━━ Data in this exercise

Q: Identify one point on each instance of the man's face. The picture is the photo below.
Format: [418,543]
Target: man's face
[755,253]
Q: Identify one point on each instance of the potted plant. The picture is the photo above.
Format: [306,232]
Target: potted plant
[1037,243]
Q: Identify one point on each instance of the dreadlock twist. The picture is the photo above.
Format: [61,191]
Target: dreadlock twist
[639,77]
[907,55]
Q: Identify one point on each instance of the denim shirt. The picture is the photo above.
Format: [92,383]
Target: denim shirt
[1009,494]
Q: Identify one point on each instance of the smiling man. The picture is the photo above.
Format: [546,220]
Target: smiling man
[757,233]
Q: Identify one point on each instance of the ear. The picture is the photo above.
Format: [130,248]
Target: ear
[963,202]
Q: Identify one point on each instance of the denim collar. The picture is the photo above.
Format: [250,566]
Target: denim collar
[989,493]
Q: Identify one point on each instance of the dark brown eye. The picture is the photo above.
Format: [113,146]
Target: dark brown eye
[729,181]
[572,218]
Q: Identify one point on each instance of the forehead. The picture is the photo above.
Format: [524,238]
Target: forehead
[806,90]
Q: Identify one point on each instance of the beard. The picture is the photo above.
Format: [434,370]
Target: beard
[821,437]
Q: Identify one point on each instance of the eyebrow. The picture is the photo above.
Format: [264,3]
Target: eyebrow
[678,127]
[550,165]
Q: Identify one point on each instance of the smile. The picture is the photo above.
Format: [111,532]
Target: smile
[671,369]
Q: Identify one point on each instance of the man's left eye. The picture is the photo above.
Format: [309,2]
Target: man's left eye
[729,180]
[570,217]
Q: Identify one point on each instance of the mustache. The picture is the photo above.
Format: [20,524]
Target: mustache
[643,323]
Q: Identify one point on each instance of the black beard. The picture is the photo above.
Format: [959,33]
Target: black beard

━━━━

■ **Work to do**: Reproduce every entry above verbatim, leaving each line unchanged.

■ **Solution for this problem**:
Q: Identify one point on each instance of the man's face. The picture is the photo below.
Format: [418,543]
Target: man's face
[755,253]
Q: Identify one point on each instance of the potted plant. The picture is the photo above.
Format: [306,232]
Target: potted plant
[1037,243]
Q: Identify one point on each instance of the dreadlock twist. The picture is the photo above.
Format: [61,191]
Target: dreadlock twist
[639,77]
[907,55]
Q: Identify one point on each instance of the denim shirt. The picture is the photo above.
Format: [92,383]
Target: denim shirt
[1009,494]
Q: Identify one point on each instance of the smiling man. The picture is the photo above.
Format: [546,220]
Target: smiling man
[757,233]
Q: Identify one point on each instance of the ear. The picture is the photo above.
Format: [130,248]
Target: ear
[963,202]
Q: Identify one point on each instance of the denim collar. The picture is the photo above.
Format: [250,566]
Target: denim collar
[989,493]
Q: Identify one point on each instance of the dark brown eye. The picture is the photo above.
Format: [113,146]
Target: dark brown eye
[729,181]
[572,218]
Q: Identify one point on each instance of the forehead. The picture is the photo above.
Format: [524,238]
Target: forehead
[806,90]
Q: Identify one point on each instance of the beard. The picture is the photo above.
Format: [434,370]
Target: beard
[821,437]
Q: Identify one point on each instance of the eyebrow. The picture is the photo above.
Format: [264,3]
Target: eyebrow
[678,127]
[550,165]
Q: Identify one point on each instance of the smile. The picture is the photo above.
Format: [111,532]
Target: smile
[671,369]
Q: Identify one point on each instance of the man's left eye. The picture is the photo above.
Format: [309,2]
Target: man's left eye
[729,180]
[570,217]
Q: Identify one point on each instance of the mustache. The picture is the photo above.
Format: [20,524]
Target: mustache
[643,323]
Q: Identify one point on each instance of the black beard. The picture is the photo above.
Format: [959,33]
Target: black beard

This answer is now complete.